Text passage:

3.4 KiB
geoclustering
📍 command-line tool for clustering geolocations.
Features
- Uses DBSCAN or OPTICS to perform clustering.
- Outputs clustering results as
json,txtandgeojson. - Creates a kepler.gl visualization of clusters.
Clustering Method
A cluster is created when a certain number of points (=> --size) each are within a given distance (=> --distance) of at least one other point in the cluster.
Install
Clone the repository:
git clone https://github.com/bellingcat/geoclustering
cd geoclustering
Install keplergl build dependencies:
# macos
brew install proj gdal
Install project with pip:
pip install .
Usage
Usage: geoclustering [OPTIONS] FILENAME
Tool to cluster geolocations. A cluster is created when a certain number of
points (--size) each are within a given distance (--distance) of at least
one other point in the cluster. Input is supplied as a csv file. At a
minimum, each row needs to have a 'lat' and a 'lon' column. Other rows are
reflected to the output.
Options:
-d, --distance FLOAT (in km) Max. distance between two points in
a cluster. [required]
-s, --size INTEGER Min. number of points in a cluster.
[required]
-o, --output PATH Output directory for results. Default:
./output
-a, --algorithm [dbscan|optics]
Clustering algorithm to be used. `optics`
produces tighter clusters but is slower.
Default: dbscan
--open Open the generated visualization in the
default browser automatically.
--debug Print debug output.
--help Show this message and exit.
Input
Inputs are supplied as a .csv file. The only required fields are lat and lon, all other fields are reflected to the output.
id,name,lat,lon
1,Bonnibelle Mathwen,40.1324085,64.4911086
...
Output
If at least one cluster was found, the tool outputs a folder with json, geojson, text and a kepler.gl html files.
JSON
Encodes an array of clusters, each containing an array of points.
[
{
"cluster_id": 0,
"points": [
{
"id": 9,
"name": "Rosanna Foggo",
"lat": -6.2074293,
"lon": 106.8915948
}
]
}
]
GeoJSON
Encodes a single FeatureCollection, containing all points as Feature objects.
{
"type": "FeatureCollection",
"features": [
{
"type": "Feature",
"geometry": {
"type": "Point",
"coordinates": [
106.891595,
-6.207429
]
},
"properties": {
"id": 9,
"name": "Rosanna Foggo",
"cluster_id": 0
}
}
]
}
txt
Encodes cluster as blocks separated by a newline, where each line in a cluster block contains one point.
Cluster 0
id 9, name Rosanna Foggo, lat -6.2074293, lon 106.8915948
// ...

Your goal:
From the geoclustering README, quote the part that opens with the words containing "Default: dbscan" and closes with "are reflected to the output.". The material that comes next is from a different source than the README above.

Information provided:

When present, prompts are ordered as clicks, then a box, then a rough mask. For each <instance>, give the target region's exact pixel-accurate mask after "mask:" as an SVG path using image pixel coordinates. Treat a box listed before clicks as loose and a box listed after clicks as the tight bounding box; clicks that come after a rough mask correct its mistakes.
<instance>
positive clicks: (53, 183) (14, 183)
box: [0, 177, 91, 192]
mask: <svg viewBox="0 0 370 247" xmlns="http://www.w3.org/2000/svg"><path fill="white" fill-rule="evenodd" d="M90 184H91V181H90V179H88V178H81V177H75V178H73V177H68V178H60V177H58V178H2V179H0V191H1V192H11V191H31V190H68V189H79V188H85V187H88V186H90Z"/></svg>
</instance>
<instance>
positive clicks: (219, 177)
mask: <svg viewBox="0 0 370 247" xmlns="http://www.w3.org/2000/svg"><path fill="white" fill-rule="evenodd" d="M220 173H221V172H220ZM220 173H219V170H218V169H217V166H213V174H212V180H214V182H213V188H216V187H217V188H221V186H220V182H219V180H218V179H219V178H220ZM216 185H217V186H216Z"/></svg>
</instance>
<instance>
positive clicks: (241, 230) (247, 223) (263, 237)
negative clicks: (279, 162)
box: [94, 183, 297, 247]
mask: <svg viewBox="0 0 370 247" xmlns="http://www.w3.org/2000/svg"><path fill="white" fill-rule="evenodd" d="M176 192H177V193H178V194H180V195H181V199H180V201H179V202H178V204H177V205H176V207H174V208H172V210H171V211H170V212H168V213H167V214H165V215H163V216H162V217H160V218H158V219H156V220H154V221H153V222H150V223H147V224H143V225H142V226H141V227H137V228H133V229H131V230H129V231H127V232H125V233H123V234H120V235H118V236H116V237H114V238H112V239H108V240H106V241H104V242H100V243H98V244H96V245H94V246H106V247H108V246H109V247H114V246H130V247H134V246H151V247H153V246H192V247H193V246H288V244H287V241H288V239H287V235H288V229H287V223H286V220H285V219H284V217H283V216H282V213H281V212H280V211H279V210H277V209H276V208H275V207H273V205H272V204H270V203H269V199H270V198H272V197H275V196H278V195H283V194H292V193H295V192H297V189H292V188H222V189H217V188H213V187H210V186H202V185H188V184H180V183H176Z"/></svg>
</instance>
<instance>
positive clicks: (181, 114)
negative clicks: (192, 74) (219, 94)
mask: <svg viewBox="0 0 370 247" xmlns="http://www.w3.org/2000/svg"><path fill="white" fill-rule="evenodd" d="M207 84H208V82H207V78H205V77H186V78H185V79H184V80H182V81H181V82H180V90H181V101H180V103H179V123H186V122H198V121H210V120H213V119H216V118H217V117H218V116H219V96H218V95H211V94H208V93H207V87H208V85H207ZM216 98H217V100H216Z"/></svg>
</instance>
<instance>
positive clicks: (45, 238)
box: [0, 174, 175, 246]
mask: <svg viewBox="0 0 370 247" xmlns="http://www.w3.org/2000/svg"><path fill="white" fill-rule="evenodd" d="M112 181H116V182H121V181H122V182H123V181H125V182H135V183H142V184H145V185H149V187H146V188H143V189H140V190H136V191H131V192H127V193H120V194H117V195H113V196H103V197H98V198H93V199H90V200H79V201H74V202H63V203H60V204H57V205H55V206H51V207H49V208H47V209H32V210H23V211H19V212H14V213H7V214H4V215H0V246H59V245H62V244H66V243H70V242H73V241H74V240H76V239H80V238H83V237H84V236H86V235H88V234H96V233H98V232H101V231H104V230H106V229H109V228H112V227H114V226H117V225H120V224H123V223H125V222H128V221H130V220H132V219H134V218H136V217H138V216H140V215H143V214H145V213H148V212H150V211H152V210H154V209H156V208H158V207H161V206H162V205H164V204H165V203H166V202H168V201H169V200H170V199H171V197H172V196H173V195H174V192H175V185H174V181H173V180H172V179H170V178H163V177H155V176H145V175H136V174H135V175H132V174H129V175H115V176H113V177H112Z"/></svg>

--

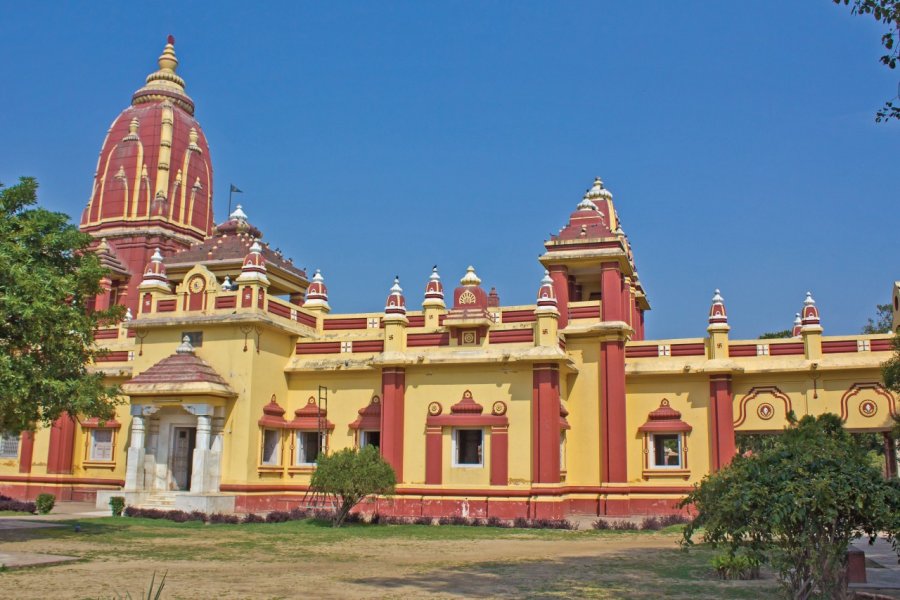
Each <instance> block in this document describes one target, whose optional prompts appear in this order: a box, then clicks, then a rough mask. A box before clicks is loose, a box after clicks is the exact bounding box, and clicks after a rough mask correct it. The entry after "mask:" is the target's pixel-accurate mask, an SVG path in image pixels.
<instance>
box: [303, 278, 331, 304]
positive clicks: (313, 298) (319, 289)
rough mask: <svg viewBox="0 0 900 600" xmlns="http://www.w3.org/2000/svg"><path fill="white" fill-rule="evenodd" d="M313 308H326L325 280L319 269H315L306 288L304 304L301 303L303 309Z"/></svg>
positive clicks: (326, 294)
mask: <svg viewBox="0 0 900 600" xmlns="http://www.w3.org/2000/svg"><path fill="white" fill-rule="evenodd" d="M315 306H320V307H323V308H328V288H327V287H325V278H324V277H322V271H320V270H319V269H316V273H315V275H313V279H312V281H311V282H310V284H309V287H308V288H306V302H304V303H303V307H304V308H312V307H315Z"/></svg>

Problem solution:
Default: dbscan
--open Open the generated visualization in the
default browser automatically.
--debug Print debug output.
--help Show this message and exit.
Input
Inputs are supplied as a .csv file. The only required fields are lat and lon, all other fields are reflected to the output.